* _Task inputs_

↓↓↓

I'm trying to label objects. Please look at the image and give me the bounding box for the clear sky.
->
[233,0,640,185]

↑↑↑
↓↓↓

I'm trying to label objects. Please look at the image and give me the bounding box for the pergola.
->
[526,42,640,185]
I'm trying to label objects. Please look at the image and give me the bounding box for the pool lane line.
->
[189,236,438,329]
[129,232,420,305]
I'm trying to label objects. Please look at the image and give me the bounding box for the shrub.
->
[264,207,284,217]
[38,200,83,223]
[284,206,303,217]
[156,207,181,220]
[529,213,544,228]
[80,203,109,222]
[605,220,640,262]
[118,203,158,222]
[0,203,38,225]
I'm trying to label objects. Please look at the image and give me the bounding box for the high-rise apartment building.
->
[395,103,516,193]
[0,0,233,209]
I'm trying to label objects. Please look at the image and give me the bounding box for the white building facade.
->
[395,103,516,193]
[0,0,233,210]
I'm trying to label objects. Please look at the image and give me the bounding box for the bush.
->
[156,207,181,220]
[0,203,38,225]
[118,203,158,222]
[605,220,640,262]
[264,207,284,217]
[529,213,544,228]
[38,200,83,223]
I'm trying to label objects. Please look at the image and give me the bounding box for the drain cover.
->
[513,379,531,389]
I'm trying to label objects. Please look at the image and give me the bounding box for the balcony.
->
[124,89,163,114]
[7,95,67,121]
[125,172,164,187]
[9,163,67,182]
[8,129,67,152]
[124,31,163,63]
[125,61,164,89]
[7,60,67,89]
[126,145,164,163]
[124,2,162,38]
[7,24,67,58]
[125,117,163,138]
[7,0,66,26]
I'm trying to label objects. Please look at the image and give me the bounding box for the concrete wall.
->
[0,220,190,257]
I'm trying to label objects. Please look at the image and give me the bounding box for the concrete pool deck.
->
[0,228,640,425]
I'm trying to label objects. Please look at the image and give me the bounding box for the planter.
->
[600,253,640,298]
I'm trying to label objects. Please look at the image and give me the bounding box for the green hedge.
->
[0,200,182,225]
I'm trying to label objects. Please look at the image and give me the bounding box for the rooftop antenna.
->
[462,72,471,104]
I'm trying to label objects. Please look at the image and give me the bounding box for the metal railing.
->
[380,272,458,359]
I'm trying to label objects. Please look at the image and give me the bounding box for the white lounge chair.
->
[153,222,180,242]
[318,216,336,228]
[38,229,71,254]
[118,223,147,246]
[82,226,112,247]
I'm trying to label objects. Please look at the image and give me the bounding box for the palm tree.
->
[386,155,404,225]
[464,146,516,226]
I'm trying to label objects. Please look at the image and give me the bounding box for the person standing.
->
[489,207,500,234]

↑↑↑

Could you copy the listing above word for word, from the line containing "the green hedge." down to and including the line containing "[380,272,458,359]"?

I'm trying to label objects. Please look at the image and give me the bounding box for the green hedge.
->
[0,200,182,225]
I'm trying to label objects. Please look at the image and give me the bounding box for the rooftop antenna.
->
[462,72,471,104]
I'm trying to label objects. Please look at the image and give me the bounding box for the metal railing.
->
[380,272,458,359]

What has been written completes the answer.